L'homme de la rue peut à juste titre voir dans l'ordre public une notion teintée d'autoritarisme : assurer l'ordre, telle est la mission de l'Etat policier, de l'Etat-gendarme. Et qu'est-ce que l'ordre public sinon la paix civile ou encore, comme en droit administratif, la tranquillité, la sécurité, et la salubrité publique ? A y regarder de plus près, l'ordre public n'est pas une notion négative et autoritaire : il est avant tout le garant des libertés publiques car, comme l'énonce l'article 4 de ladite Déclaration, "la liberté consiste à pouvoir faire tout ce qui ne nuit pas à autrui" et la loi, expression de la volonté générale (Jean-Jacques Rousseau), est là pour assurer ce principe. Aussi, l'ordre public est regardé par la jurisprudence du Conseil comme le "bouclier" de certaines des plus fondamentales de nos libertés : "la prévention des atteintes à l'ordre public est nécessaire à la sauvegarde de droits de valeur constitutionnelle" (Conférence, Conseil constitutionnel). Certains articles de la Convention européenne de sauvegarde des droits de l'homme (notamment les articles 8 à 11) participent de cette logique, proclamant des libertés avant de les restreindre par des considérations d'ordre public ayant trait notamment à la sécurité nationale, l'intégrité territoriale ou la sûreté publique.
L'ordre public ne s'arrête pas aux frontières du droit public. Il irrigue tous les pans du droit privé, c'est-à-dire du droit qui régit les rapports entre les particuliers. L'impératif de paix sociale doit en effet pénétrer la sphère du contrat. Aussi, l'article 6 du Code civil pose-t-il dans une formule lapidaire : "on ne peut déroger, par des conventions particulières, aux lois qui intéressent l'ordre public et les bonnes mœurs". L'ordre public est ici considéré comme le caractère des règles juridiques qui s'imposent pour des raisons de moralité ou de sécurité impératives dans les rapports sociaux. Il apparaît comme un moyen de défense "des institutions essentielles de la société contre les atteintes que pourraient leur porter les initiatives, non contrôlées, des contractants"[1]. En conséquence, les conventions contraires à l'ordre public sont nulles. Par exemple, sont nulles les conventions qui ont pour objet le corps humain en vertu d'un principe d'indisponibilité du corps humain : la vente d'organes, comme les contrats de mère porteuse, sont interdits.
Au cours du XXe siècle, le contenu de l'ordre public s'est étendu à la sphère économique. S'il continue à veiller à la défense des piliers de la société que sont l'Etat, la famille et l'individu, il est venu irriguer et orienter les différents pans de la vie économique. Cette mutation résulte de la "croyance que l'Etat peut orienter la vie contractuelle dans une direction favorable à l'utilité sociale et qu'il devait intervenir dans les rapports contractuels mettant aux prises des parties de puissance économique inégale afin de protéger la partie faible"[2]. Sont ainsi apparus un ordre public économique de direction et un ordre public de protection.

◆ **DONNÉES EXTRAITES**:
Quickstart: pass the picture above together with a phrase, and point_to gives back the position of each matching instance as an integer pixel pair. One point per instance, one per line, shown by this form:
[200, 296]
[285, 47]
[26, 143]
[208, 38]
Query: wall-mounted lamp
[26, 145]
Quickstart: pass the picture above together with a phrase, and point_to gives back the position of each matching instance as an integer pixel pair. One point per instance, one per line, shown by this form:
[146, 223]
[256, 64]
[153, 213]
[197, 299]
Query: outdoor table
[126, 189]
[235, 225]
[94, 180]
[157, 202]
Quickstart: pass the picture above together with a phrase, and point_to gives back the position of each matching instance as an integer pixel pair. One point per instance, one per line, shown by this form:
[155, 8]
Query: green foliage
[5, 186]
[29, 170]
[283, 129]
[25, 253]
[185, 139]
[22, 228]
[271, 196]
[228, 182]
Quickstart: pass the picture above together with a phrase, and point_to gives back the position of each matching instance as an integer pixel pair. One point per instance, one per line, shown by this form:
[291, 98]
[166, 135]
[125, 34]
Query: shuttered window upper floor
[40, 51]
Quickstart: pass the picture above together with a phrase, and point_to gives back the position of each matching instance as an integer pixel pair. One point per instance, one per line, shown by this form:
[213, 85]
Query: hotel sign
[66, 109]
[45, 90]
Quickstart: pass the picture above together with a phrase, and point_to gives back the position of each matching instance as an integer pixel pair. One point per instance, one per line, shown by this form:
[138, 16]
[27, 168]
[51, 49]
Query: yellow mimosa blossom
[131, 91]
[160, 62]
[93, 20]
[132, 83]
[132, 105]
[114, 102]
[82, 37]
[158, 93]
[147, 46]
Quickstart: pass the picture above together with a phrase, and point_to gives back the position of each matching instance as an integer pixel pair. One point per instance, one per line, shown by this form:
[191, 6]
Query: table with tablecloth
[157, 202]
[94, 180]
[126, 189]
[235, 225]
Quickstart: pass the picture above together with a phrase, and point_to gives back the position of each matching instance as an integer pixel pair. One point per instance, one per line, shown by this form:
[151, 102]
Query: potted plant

◆ **OBJECTIF**:
Pour chaque affirmation, dites si elle concorde avec le passage sur l'ordre public en répondant par oui ou par non, puis citez les mots du texte qui tranchent.
1. D'après l'article 6 du Code civil, des conventions particulières peuvent déroger aux lois qui intéressent l'ordre public.
2. Les contrats de mère porteuse sont interdits.
3. C'est au cours du XIXe siècle que le contenu de l'ordre public s'est étendu à la sphère économique.
Les entrées n'ont ici aucune utilité.

◆ **SOLUTION**:
1. Non : « on ne peut déroger, par des conventions particulières, aux lois qui intéressent l'ordre public et les bonnes mœurs »
2. Oui : « la vente d'organes, comme les contrats de mère porteuse, sont interdits »
3. Non : « Au cours du XXe siècle, le contenu de l'ordre public s'est étendu à la sphère économique. »